◆ **SET PROBLEM**
Please return each line in the records below that contains the word "horse".

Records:
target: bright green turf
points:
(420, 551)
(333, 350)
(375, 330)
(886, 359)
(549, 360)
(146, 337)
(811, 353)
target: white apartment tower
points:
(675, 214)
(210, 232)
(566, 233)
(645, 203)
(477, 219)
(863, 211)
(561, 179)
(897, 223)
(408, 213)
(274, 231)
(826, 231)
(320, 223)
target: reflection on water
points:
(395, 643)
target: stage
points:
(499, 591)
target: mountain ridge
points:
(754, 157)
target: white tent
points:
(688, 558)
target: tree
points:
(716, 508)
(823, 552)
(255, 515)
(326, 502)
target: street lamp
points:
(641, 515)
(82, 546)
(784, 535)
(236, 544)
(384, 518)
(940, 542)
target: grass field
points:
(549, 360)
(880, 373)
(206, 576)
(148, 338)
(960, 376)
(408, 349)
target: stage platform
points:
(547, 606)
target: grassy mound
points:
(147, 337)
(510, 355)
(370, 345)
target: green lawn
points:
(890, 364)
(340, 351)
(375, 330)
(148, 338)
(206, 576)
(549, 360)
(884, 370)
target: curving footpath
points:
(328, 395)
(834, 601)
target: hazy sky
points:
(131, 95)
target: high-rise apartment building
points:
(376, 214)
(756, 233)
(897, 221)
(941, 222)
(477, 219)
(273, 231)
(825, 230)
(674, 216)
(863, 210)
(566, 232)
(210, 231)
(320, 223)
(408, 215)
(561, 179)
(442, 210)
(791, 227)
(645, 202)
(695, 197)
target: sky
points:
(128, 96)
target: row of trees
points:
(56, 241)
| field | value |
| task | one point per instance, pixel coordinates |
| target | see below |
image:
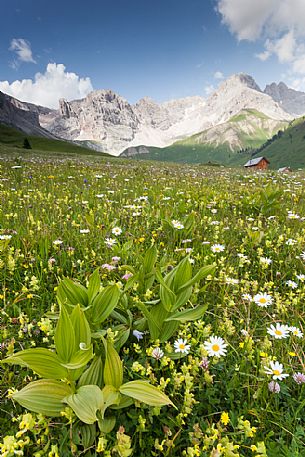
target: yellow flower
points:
(224, 418)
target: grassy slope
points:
(289, 150)
(192, 150)
(12, 140)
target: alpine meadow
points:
(152, 228)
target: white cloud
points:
(23, 50)
(218, 75)
(209, 89)
(48, 87)
(280, 23)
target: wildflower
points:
(126, 276)
(265, 261)
(108, 267)
(263, 300)
(296, 332)
(299, 378)
(279, 331)
(301, 277)
(204, 364)
(116, 231)
(276, 371)
(215, 346)
(217, 248)
(302, 255)
(110, 242)
(224, 418)
(157, 353)
(274, 387)
(291, 242)
(181, 346)
(292, 284)
(247, 297)
(138, 334)
(5, 237)
(178, 225)
(57, 242)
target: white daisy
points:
(263, 300)
(5, 237)
(296, 332)
(279, 331)
(116, 231)
(177, 224)
(291, 284)
(276, 370)
(215, 346)
(157, 353)
(217, 248)
(181, 346)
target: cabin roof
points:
(256, 161)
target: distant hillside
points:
(11, 138)
(229, 143)
(288, 148)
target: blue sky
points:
(163, 48)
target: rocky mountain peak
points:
(240, 80)
(292, 101)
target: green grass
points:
(289, 149)
(56, 218)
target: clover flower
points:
(181, 345)
(276, 370)
(215, 346)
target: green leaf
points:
(94, 374)
(94, 285)
(107, 424)
(81, 327)
(104, 303)
(188, 314)
(202, 273)
(86, 402)
(88, 434)
(42, 361)
(153, 324)
(145, 392)
(75, 293)
(111, 397)
(113, 369)
(44, 396)
(150, 259)
(80, 359)
(168, 329)
(182, 298)
(124, 402)
(64, 337)
(183, 273)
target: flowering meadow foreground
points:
(151, 310)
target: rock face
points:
(106, 121)
(112, 125)
(22, 116)
(246, 128)
(292, 101)
(237, 93)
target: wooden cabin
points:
(259, 163)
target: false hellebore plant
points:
(90, 384)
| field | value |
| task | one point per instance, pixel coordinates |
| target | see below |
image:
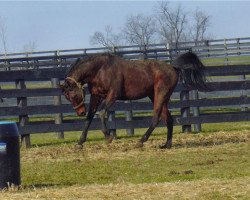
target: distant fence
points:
(214, 52)
(187, 104)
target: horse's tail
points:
(191, 71)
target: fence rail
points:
(222, 52)
(186, 110)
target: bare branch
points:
(139, 29)
(3, 36)
(106, 38)
(200, 26)
(172, 23)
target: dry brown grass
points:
(202, 190)
(195, 156)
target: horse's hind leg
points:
(159, 99)
(168, 120)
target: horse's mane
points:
(110, 57)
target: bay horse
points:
(111, 78)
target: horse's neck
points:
(85, 72)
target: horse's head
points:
(75, 94)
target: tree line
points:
(168, 25)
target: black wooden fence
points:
(218, 52)
(233, 91)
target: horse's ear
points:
(62, 86)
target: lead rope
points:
(81, 87)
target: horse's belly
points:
(136, 92)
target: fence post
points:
(225, 52)
(129, 118)
(23, 119)
(111, 118)
(55, 82)
(196, 111)
(185, 111)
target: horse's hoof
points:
(78, 146)
(165, 146)
(139, 145)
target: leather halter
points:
(81, 87)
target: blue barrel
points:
(9, 155)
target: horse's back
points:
(140, 77)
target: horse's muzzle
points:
(81, 111)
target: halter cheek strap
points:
(81, 87)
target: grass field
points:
(210, 165)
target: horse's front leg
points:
(93, 105)
(105, 106)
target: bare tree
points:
(3, 36)
(172, 23)
(200, 25)
(140, 30)
(106, 38)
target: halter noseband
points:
(81, 87)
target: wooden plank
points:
(122, 106)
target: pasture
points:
(213, 164)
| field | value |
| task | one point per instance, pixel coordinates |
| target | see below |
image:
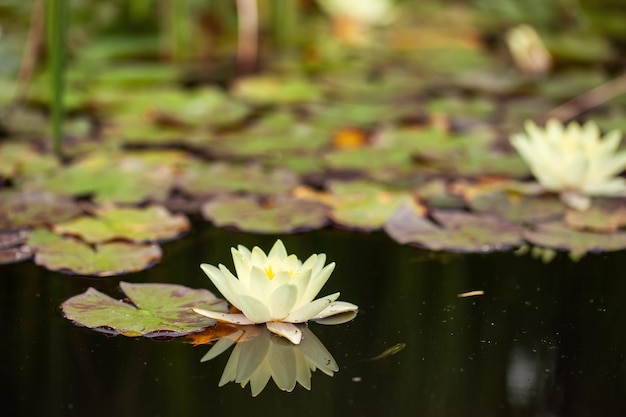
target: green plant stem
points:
(56, 24)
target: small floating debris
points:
(471, 293)
(389, 351)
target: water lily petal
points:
(278, 251)
(316, 283)
(258, 257)
(224, 317)
(282, 359)
(259, 379)
(224, 281)
(287, 330)
(242, 267)
(253, 353)
(338, 318)
(254, 309)
(260, 284)
(337, 307)
(282, 300)
(230, 370)
(311, 310)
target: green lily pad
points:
(604, 216)
(202, 107)
(70, 255)
(146, 224)
(217, 178)
(369, 159)
(363, 205)
(558, 236)
(158, 310)
(276, 90)
(275, 215)
(18, 160)
(519, 208)
(33, 208)
(12, 247)
(454, 231)
(116, 177)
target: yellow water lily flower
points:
(276, 289)
(573, 160)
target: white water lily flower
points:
(276, 289)
(258, 356)
(573, 160)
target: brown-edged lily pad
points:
(32, 208)
(145, 224)
(605, 216)
(360, 205)
(116, 177)
(558, 236)
(69, 255)
(158, 310)
(217, 178)
(454, 230)
(274, 215)
(519, 208)
(13, 248)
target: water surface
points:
(543, 340)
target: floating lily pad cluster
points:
(411, 140)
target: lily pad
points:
(276, 90)
(364, 205)
(454, 231)
(12, 247)
(218, 178)
(158, 310)
(558, 236)
(604, 216)
(69, 255)
(115, 177)
(519, 208)
(33, 208)
(275, 215)
(146, 224)
(20, 160)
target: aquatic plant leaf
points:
(117, 177)
(15, 254)
(455, 230)
(604, 216)
(158, 310)
(363, 205)
(13, 248)
(19, 160)
(558, 236)
(278, 90)
(69, 255)
(275, 215)
(145, 224)
(519, 208)
(33, 208)
(368, 159)
(218, 178)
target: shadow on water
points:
(543, 340)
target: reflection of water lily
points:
(276, 289)
(259, 355)
(573, 160)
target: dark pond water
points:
(544, 340)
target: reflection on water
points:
(260, 355)
(543, 339)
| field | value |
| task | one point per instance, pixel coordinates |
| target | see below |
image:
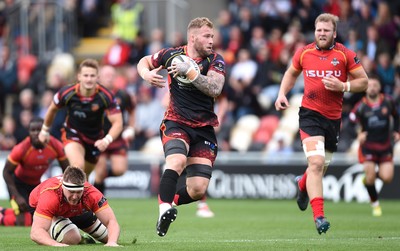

◆ **WRITTEN RESPONSE**
target: horse's tail
target: horse's hind leg
target: horse's mane
target: bay horse
target: horse's neck
target: horse's head
target: horse's ear
target: horse's belly
target: horse's hoof
target: horse's back
target: horse's muzzle
target: horse's front leg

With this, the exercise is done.